- **OBJECTIVE**
Your task is to extract every line from the material below exactly.
---------- RECORDS SUPPLIED ----------
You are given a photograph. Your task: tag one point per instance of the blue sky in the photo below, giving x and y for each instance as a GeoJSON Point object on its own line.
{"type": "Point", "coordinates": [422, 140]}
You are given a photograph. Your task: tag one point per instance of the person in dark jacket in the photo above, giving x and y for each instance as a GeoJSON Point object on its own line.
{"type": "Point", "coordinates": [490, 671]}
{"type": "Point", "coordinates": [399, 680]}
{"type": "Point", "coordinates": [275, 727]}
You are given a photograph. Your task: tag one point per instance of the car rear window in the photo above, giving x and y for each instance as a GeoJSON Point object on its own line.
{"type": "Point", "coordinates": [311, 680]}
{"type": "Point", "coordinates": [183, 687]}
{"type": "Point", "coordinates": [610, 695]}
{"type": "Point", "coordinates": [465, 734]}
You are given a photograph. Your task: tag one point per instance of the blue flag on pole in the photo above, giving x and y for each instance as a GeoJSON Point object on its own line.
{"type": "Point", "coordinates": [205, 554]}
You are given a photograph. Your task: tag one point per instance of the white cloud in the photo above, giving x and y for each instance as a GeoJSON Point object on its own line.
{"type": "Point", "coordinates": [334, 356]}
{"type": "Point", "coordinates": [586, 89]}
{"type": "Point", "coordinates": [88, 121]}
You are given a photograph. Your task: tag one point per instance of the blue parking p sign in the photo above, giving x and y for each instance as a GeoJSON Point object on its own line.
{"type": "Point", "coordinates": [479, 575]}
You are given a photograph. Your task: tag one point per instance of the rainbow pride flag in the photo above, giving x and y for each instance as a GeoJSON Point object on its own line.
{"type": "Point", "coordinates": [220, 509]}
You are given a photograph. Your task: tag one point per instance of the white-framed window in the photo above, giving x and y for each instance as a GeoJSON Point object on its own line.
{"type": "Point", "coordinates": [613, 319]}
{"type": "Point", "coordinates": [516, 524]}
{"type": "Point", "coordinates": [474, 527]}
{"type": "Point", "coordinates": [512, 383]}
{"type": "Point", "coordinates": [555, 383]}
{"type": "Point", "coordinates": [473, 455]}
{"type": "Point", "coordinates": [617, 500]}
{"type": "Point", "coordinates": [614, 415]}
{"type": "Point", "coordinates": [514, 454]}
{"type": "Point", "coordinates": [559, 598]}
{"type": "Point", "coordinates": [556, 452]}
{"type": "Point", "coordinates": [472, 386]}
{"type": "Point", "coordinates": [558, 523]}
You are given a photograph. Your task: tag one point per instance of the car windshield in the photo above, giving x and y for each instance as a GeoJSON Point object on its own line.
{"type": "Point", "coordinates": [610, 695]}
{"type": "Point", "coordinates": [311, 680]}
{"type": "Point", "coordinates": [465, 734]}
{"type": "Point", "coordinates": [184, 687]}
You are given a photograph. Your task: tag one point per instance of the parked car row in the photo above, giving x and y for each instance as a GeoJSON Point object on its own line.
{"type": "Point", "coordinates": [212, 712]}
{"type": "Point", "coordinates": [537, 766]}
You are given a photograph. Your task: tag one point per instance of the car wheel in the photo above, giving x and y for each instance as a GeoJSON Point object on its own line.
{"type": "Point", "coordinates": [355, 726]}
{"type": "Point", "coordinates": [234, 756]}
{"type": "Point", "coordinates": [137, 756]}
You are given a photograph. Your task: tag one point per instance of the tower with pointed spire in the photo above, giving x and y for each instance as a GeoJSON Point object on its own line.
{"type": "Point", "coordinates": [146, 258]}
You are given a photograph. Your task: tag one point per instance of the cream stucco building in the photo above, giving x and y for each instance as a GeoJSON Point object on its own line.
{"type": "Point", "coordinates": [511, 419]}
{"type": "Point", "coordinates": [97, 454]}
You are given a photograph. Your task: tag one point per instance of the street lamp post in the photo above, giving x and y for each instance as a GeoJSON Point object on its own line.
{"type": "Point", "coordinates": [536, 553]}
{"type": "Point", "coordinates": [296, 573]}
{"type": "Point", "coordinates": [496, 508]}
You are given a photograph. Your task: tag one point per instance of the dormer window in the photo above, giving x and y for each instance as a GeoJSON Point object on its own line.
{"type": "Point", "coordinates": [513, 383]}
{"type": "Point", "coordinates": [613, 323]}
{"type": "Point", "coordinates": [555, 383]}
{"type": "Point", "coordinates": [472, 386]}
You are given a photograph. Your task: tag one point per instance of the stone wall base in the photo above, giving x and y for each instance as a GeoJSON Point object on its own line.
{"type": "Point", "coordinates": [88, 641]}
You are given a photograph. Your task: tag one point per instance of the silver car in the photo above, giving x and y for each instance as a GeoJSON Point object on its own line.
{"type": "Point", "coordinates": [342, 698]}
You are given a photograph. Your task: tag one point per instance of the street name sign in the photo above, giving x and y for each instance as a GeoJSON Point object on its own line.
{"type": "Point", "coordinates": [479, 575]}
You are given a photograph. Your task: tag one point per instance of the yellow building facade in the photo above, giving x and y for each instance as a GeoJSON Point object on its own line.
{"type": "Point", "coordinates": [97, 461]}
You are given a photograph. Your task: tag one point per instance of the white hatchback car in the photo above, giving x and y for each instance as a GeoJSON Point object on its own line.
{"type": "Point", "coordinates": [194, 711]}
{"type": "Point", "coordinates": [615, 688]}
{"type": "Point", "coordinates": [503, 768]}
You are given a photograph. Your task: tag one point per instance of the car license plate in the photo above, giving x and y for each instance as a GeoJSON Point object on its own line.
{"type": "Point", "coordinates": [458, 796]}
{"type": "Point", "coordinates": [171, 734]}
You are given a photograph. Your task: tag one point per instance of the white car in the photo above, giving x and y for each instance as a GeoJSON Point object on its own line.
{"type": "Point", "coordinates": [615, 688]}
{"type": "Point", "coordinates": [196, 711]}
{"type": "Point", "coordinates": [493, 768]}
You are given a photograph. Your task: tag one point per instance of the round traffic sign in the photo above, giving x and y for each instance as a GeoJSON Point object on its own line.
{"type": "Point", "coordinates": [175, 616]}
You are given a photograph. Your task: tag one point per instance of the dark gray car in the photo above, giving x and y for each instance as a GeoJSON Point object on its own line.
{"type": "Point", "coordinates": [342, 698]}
----------
- **TASK SOLUTION**
You are given a photograph. Your task: tag one point per instance of the blue sky in the photo below, giving x and y for each instance as a GeoJSON Point object on its own line.
{"type": "Point", "coordinates": [422, 140]}
You are given a photograph. Your task: tag one point per instance of the person in dark jacket in the photo above, giving x and y for each instance as a GeoJSON Point object on its own line.
{"type": "Point", "coordinates": [490, 671]}
{"type": "Point", "coordinates": [399, 680]}
{"type": "Point", "coordinates": [275, 727]}
You are given a photograph. Your task: tag one point per instance of the car rear window in the photo above, giving x and y for each instance as a GeoJSON Point object on its own line.
{"type": "Point", "coordinates": [311, 680]}
{"type": "Point", "coordinates": [183, 687]}
{"type": "Point", "coordinates": [610, 695]}
{"type": "Point", "coordinates": [465, 734]}
You are given a photograph. Your task: tag one point per instance of the blue flag on pole in the photo above, giving x and y for each instance as a GeoJSON Point object on its own line.
{"type": "Point", "coordinates": [205, 554]}
You are given a photograph. Your task: tag one point per instance of the white cloud in the photo above, giving x and y for each instance as a GeoJSON Point object on its own line.
{"type": "Point", "coordinates": [334, 356]}
{"type": "Point", "coordinates": [586, 89]}
{"type": "Point", "coordinates": [88, 121]}
You are given a photograph. Your task: tag one point per instance of the blue parking p sign in the photo above, giving x and y for each instance as a GeoJSON Point object on its own line.
{"type": "Point", "coordinates": [479, 575]}
You are given a photograph. Your task: tag one point per instance of the rainbow pride flag in the photo above, giving x and y for each instance as a GeoJSON Point object on its own line.
{"type": "Point", "coordinates": [220, 509]}
You are given a photograph. Your task: tag one point per instance of the white-framed window in the photo above, giving x and y for each instance as a GeoJSON Point object on its own line.
{"type": "Point", "coordinates": [613, 319]}
{"type": "Point", "coordinates": [516, 524]}
{"type": "Point", "coordinates": [474, 527]}
{"type": "Point", "coordinates": [512, 383]}
{"type": "Point", "coordinates": [555, 383]}
{"type": "Point", "coordinates": [473, 455]}
{"type": "Point", "coordinates": [617, 500]}
{"type": "Point", "coordinates": [614, 415]}
{"type": "Point", "coordinates": [514, 454]}
{"type": "Point", "coordinates": [559, 598]}
{"type": "Point", "coordinates": [556, 452]}
{"type": "Point", "coordinates": [472, 386]}
{"type": "Point", "coordinates": [558, 523]}
You are given a photograph. Your task: tag one point per instance of the car windshield in the photo above, giving x and y for each instance as a GeoJSON Point object on its own line.
{"type": "Point", "coordinates": [610, 695]}
{"type": "Point", "coordinates": [311, 680]}
{"type": "Point", "coordinates": [465, 734]}
{"type": "Point", "coordinates": [184, 687]}
You are given a photograph. Your task: tag one point per instance of the parked car row in the photo above, giving x and y for each instance as a GeoJSON Point object on its own line.
{"type": "Point", "coordinates": [212, 712]}
{"type": "Point", "coordinates": [537, 766]}
You are given a photograph. Your task: tag one point per instance of the car wheel in the photo above, giving x and y for each instance as a GeoJSON Point object on its own line.
{"type": "Point", "coordinates": [355, 726]}
{"type": "Point", "coordinates": [234, 756]}
{"type": "Point", "coordinates": [137, 756]}
You are given a photograph. Your task: tag one point per instance of the tower with pointed spire in the photo above, giving x and y for each instance as a GeoJSON Point object on its own line.
{"type": "Point", "coordinates": [146, 258]}
You are given a photograph. Your task: tag one point per instance of the cream stucco building in the photo above, giving x and y for each instance as a GeoJSON Point object on its own line.
{"type": "Point", "coordinates": [511, 419]}
{"type": "Point", "coordinates": [97, 454]}
You are given a photograph. Your task: tag one point per instance of the street lamp post in the photo above, giving x and y for each instance as a GeoJSON Point object on its own line.
{"type": "Point", "coordinates": [536, 553]}
{"type": "Point", "coordinates": [296, 573]}
{"type": "Point", "coordinates": [496, 508]}
You are given a photograph. Your task: tag one point per instance of the dormer window in the photo above, giving x and y for each instance as a GeoJSON Point object on its own line.
{"type": "Point", "coordinates": [513, 383]}
{"type": "Point", "coordinates": [613, 323]}
{"type": "Point", "coordinates": [555, 383]}
{"type": "Point", "coordinates": [472, 386]}
You are given a photograph. Your task: tag one point per instance of the stone wall base in the photo above, giving x and y for each instance as a GeoJSON Point object on its own line.
{"type": "Point", "coordinates": [88, 641]}
You are given a photograph. Your task: tag one point per instance of the silver car in the photo above, giving x and y for each instance as a GeoJSON Point object on its own line.
{"type": "Point", "coordinates": [342, 698]}
You are given a photograph. Your task: tag one point per instance of the street name sign in the photo above, giving x and y for each instance as a GeoJSON Point object on its own line.
{"type": "Point", "coordinates": [479, 575]}
You are given a photograph. Your task: tag one point per instance of the yellow building facade in the photo above, giving x and y for each instance as a GeoJSON Point object on its own line.
{"type": "Point", "coordinates": [97, 461]}
You are given a photograph. Your task: tag one point per instance of the white hatchback car in the photo above, giving x and y for each instance as a GeoJSON Point object on its own line.
{"type": "Point", "coordinates": [194, 711]}
{"type": "Point", "coordinates": [615, 688]}
{"type": "Point", "coordinates": [503, 768]}
You are given a photograph. Your task: tag one point per instance of the car license plate in the photo above, giving x and y for each instance as a GeoJSON Point object on its own line.
{"type": "Point", "coordinates": [458, 796]}
{"type": "Point", "coordinates": [171, 734]}
You are given a photograph. Your task: tag one point per instance of the white car in the photo above, giving x and y for each instance as a GeoJSON Point object on its own line.
{"type": "Point", "coordinates": [615, 688]}
{"type": "Point", "coordinates": [196, 711]}
{"type": "Point", "coordinates": [493, 768]}
You are given a photograph. Your task: tag one point per instance of the round traffic sign in the photo above, giving x and y for each instance as a GeoJSON Point object on its own line.
{"type": "Point", "coordinates": [175, 616]}
You are given a photograph. Your task: tag one point per instance of the dark gray car in the photo above, giving x and y for each instance as a GeoJSON Point object on its own line.
{"type": "Point", "coordinates": [342, 698]}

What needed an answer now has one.